**Material for the task**
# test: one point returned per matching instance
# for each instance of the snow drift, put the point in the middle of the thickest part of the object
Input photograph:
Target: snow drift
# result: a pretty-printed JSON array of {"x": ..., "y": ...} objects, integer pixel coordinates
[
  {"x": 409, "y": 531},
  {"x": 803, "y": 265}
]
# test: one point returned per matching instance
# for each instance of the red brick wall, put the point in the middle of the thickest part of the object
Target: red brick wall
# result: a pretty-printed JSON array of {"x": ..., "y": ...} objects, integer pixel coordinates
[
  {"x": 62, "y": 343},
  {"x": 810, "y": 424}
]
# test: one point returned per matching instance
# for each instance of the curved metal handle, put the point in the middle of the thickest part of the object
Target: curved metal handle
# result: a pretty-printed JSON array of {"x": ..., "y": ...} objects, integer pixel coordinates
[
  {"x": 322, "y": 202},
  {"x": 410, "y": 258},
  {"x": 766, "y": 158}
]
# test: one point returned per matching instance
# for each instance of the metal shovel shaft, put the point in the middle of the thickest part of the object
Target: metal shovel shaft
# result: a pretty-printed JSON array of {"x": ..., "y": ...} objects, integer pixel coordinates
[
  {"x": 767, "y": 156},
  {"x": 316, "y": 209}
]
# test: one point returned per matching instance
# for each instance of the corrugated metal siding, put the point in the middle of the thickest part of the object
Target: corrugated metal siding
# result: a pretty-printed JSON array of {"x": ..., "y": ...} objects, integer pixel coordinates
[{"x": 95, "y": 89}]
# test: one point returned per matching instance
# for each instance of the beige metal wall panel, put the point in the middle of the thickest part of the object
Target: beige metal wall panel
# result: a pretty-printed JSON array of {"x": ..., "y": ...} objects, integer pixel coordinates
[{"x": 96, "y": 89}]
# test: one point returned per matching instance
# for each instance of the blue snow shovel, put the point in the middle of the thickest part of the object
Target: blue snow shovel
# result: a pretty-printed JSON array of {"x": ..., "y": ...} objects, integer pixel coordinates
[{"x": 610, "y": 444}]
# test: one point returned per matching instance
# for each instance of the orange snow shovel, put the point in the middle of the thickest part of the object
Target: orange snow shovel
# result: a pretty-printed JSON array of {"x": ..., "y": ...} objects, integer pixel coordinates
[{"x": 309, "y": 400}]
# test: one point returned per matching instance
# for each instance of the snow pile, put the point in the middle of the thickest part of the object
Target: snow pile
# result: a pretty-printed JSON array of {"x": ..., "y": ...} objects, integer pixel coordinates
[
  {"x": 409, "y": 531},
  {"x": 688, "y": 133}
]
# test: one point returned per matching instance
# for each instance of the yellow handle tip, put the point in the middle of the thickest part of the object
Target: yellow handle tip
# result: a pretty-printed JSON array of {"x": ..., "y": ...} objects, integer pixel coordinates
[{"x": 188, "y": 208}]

* * *

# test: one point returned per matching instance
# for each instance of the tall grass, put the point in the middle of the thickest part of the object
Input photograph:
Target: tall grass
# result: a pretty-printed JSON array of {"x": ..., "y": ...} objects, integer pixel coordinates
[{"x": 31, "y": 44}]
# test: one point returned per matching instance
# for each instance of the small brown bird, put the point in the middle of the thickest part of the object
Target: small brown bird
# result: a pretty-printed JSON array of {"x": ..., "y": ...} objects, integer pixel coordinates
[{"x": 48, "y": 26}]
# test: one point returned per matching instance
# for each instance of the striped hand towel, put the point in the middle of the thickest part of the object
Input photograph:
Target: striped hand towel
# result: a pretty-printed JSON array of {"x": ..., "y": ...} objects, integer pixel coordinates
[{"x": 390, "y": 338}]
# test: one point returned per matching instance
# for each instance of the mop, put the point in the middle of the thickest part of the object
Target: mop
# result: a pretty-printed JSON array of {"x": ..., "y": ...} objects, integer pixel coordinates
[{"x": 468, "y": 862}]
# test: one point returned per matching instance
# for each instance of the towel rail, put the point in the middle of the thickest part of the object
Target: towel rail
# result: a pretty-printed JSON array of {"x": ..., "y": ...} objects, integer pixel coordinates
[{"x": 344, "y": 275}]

**Task details**
Each line holding "handle" in the records should be copied out.

**Answer to the exercise**
# for each instance of the curved metal handle, put the point in the middle of the thickest part of the object
Target: curved metal handle
# for each instance of the yellow handle tip, put the point in the middle of the thickest part of the object
Target: yellow handle tip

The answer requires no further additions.